## [Task brief]
Extract from the records below every line that contains the string "stone", and reproduce each such line in full.

## [Task data]

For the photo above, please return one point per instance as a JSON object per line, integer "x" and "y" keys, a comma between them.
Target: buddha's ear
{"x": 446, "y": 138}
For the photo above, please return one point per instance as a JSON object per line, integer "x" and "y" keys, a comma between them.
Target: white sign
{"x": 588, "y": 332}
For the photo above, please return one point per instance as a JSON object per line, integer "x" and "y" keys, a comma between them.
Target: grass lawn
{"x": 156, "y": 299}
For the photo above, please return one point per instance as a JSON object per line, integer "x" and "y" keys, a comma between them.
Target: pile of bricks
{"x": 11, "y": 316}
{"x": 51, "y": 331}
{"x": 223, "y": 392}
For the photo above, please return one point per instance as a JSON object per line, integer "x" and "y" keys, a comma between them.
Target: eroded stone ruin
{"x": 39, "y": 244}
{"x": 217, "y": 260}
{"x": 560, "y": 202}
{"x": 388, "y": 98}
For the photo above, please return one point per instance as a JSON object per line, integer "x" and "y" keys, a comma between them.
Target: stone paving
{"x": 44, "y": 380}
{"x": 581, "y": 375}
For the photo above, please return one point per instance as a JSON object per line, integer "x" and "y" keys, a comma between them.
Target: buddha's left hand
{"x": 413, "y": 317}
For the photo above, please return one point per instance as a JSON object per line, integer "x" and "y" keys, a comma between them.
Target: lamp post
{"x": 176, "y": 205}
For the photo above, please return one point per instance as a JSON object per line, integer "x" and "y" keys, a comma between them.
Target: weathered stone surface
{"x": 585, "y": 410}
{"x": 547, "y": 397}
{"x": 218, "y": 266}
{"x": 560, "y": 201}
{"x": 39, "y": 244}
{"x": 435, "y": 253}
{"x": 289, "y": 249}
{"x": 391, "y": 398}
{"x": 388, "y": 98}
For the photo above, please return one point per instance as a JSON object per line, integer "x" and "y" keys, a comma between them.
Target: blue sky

## [Task output]
Target: eroded stone ruin
Target: stone paving
Target: weathered stone surface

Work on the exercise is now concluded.